* Begin Working data *

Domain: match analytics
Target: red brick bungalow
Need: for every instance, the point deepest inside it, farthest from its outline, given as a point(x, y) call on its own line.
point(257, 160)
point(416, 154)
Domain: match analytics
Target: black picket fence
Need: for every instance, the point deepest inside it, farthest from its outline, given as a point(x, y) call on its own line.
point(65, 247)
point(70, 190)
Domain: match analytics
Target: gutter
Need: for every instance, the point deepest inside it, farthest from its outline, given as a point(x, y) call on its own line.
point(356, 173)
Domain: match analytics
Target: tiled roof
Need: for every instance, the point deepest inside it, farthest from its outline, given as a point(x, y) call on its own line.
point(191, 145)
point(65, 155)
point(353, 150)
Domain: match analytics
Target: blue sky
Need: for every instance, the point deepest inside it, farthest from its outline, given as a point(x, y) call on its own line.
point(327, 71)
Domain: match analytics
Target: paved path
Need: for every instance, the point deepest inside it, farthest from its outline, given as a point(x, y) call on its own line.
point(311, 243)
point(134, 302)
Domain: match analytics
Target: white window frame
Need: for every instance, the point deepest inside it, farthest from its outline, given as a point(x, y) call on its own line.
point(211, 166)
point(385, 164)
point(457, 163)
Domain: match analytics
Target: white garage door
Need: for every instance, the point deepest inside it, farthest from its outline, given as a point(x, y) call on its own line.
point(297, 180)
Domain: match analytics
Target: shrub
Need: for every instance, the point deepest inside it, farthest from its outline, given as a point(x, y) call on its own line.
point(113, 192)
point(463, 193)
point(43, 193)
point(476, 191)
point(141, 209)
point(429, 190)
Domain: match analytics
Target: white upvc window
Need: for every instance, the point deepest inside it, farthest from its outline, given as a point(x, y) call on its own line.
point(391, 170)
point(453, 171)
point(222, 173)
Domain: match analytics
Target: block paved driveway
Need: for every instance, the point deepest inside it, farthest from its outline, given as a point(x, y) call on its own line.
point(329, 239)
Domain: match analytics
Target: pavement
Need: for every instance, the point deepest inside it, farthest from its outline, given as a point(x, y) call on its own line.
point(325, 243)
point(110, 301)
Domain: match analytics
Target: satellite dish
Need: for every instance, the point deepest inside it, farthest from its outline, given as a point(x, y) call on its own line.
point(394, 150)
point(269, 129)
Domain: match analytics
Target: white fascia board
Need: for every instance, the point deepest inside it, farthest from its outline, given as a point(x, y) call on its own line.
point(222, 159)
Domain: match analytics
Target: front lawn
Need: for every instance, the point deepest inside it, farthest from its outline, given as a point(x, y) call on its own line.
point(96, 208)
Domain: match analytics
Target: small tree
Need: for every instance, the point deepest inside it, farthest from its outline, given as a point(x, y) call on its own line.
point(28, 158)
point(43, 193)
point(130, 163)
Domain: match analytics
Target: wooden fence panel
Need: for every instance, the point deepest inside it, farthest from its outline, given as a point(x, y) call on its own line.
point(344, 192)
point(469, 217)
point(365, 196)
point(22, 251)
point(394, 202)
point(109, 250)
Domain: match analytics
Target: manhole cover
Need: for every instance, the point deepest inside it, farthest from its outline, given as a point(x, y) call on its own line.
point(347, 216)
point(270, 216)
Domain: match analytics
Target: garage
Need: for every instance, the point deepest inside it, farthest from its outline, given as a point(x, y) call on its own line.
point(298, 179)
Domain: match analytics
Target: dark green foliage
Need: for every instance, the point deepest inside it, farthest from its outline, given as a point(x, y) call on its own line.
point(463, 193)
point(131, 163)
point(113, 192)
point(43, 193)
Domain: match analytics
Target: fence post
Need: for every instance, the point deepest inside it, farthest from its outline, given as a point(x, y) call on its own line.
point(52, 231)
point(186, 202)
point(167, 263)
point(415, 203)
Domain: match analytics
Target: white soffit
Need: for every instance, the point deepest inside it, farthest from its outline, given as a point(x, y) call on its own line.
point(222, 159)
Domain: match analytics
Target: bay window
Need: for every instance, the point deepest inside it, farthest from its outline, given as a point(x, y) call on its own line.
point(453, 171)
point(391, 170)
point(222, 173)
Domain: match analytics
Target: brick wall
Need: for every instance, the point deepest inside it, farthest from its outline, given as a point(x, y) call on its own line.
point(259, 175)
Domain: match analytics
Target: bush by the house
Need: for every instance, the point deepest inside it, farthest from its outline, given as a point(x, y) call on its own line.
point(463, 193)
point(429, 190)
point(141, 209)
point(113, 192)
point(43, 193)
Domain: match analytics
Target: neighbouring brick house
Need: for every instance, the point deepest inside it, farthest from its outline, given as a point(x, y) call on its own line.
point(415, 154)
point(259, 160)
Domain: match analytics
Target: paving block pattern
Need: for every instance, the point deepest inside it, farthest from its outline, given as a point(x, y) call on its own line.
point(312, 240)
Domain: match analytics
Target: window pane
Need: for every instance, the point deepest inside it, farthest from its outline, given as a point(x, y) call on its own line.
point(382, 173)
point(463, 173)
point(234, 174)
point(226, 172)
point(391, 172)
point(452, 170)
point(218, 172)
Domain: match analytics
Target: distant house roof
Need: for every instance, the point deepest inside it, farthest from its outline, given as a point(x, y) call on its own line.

* End Working data *

Reproduce all of the items above word for word, keeping every line unchanged.

(Result of the task):
Domain: match analytics
Target: red brick bungalow
Need: for every instance, the point deepest inside it, farthest from its outline, given as a point(x, y) call on its own line.
point(257, 160)
point(416, 154)
Domain: match analytics
Target: black picket fence
Need: for every instance, the point deepest inside it, farthest from its outline, given as a point(x, y) call on its own line.
point(65, 247)
point(70, 190)
Domain: match analytics
Target: gutter
Need: for every instance, the point deepest inside it, farthest from its outline, given as a point(x, y) call on its own line.
point(356, 173)
Domain: match analytics
Target: tiled roof
Need: for every instance, the point deepest inside it, farthest from its outline, given as a point(x, y) call on its own line.
point(191, 145)
point(65, 155)
point(353, 150)
Domain: match analytics
Target: blue sky
Need: for every instance, the point deepest inside it, farthest from its outline, given as a point(x, y) call on its own line.
point(327, 71)
Domain: match analytics
Target: paved path
Need: for every instance, the point deepest inside it, farthest from its outline, given as a point(x, y) call on its own line.
point(311, 243)
point(134, 302)
Domain: match analytics
Target: white window frame
Need: for every instance, the point deepest inside it, farthest from its outline, given as a point(x, y) call on its own line.
point(211, 166)
point(385, 164)
point(457, 163)
Domain: match analytics
Target: white garage door
Need: for every instance, the point deepest inside it, farthest from its outline, given as a point(x, y) call on its own line.
point(297, 180)
Domain: match analytics
Target: shrub
Need: for every instance, the point deepest inside it, farthest from its outline, given as a point(x, y) call on its own line.
point(113, 192)
point(463, 193)
point(43, 193)
point(476, 191)
point(141, 209)
point(429, 190)
Domain: match analytics
Target: white upvc window
Need: for every instance, the point deepest inside it, farthest from its outline, given as a point(x, y) call on its own line.
point(391, 170)
point(453, 171)
point(222, 173)
Domain: match analytics
Target: block paved driveway
Need: for every instance, the point deepest inside it, farthest from its outline, given as a point(x, y) call on its own line.
point(329, 239)
Domain: match analytics
Target: pavement
Need: for every instance, the point deepest inside it, farthest from its outline, given as a point(x, y) call on its own line.
point(325, 243)
point(110, 301)
Domain: match analytics
Target: satellite dish
Need: for every instance, the point deepest inside it, farthest from its outline, given as a point(x, y) call on its own line.
point(394, 150)
point(269, 129)
Domain: match analytics
Target: white fascia board
Need: for every instance, the point deepest inside it, farthest from its outline, given as a point(x, y) call on its own line.
point(222, 159)
Domain: match analytics
Target: front lawn
Need: for every instance, the point deepest inside it, farthest from its outline, given as a point(x, y) call on its own line.
point(96, 208)
Domain: match analytics
Target: small tree
Need: for every instance, the point deepest inside it, farthest from its outline, given as a point(x, y) call on its own line.
point(28, 158)
point(43, 193)
point(130, 163)
Domain: match analytics
Target: wooden fence panel
Need: for every instance, the point deepest inside it, farthest from its outline, given as a point(x, y) call on its own line.
point(344, 192)
point(469, 217)
point(365, 196)
point(22, 251)
point(394, 202)
point(109, 250)
Domain: match analytics
Target: manhole cover
Need: for every instance, the point deepest inside it, farthest from its outline, given as a point(x, y) call on its own line.
point(347, 216)
point(270, 216)
Domain: match analytics
Target: garage
Need: for every instance, the point deepest inside it, farthest from its outline, given as a point(x, y) call on its own line.
point(298, 179)
Domain: match analytics
Target: dark green foliage
Need: for every instance, the point deepest inside it, farthest from its outline, given as a point(x, y) call on its own line.
point(463, 193)
point(131, 163)
point(113, 192)
point(43, 193)
Domain: match analytics
Target: fence post
Need: for every instance, the point deepest inside it, farthest from its outline, given as a point(x, y) call on its own line.
point(52, 231)
point(186, 202)
point(167, 263)
point(415, 203)
Domain: match analytics
Target: white soffit
Need: for every instance, the point deepest inside it, farthest from its outline, given as a point(x, y) call on its own line.
point(222, 159)
Domain: match analytics
Target: bay window
Need: for every instance, the point deepest inside it, farthest from its outline, given as a point(x, y) call on its own line.
point(453, 171)
point(391, 170)
point(222, 173)
Domain: match analytics
Target: brick wall
Need: for every instance, the point deepest inside it, farthest from its outline, given as a point(x, y) call on its own line.
point(259, 175)
Domain: match analytics
Target: bush by the house
Need: for every instance, the point deepest inside it, farthest from its outline, given as a point(x, y) call on its own line.
point(463, 193)
point(429, 190)
point(141, 209)
point(113, 192)
point(43, 193)
Domain: match analytics
Target: neighbouring brick house
Need: for every instance, the point deepest inside it, farthest from its outline, given as a point(x, y) call on its own line.
point(415, 154)
point(259, 160)
Domain: match analytics
Target: paving block pattern
Need: for every instance, the point deepest inside it, farthest from its outline, given as a point(x, y) call on its own line.
point(312, 240)
Domain: match analytics
Target: window pane
Need: for every instance, the point deepest inside it, farthest from its outline, given as a point(x, y) call on its own line.
point(382, 173)
point(463, 173)
point(234, 174)
point(226, 172)
point(391, 172)
point(452, 170)
point(218, 172)
Domain: match analytics
Target: distant house roof
Need: for every instance, the point deepest inside it, farthest from its outline, given as a point(x, y) call on its own line.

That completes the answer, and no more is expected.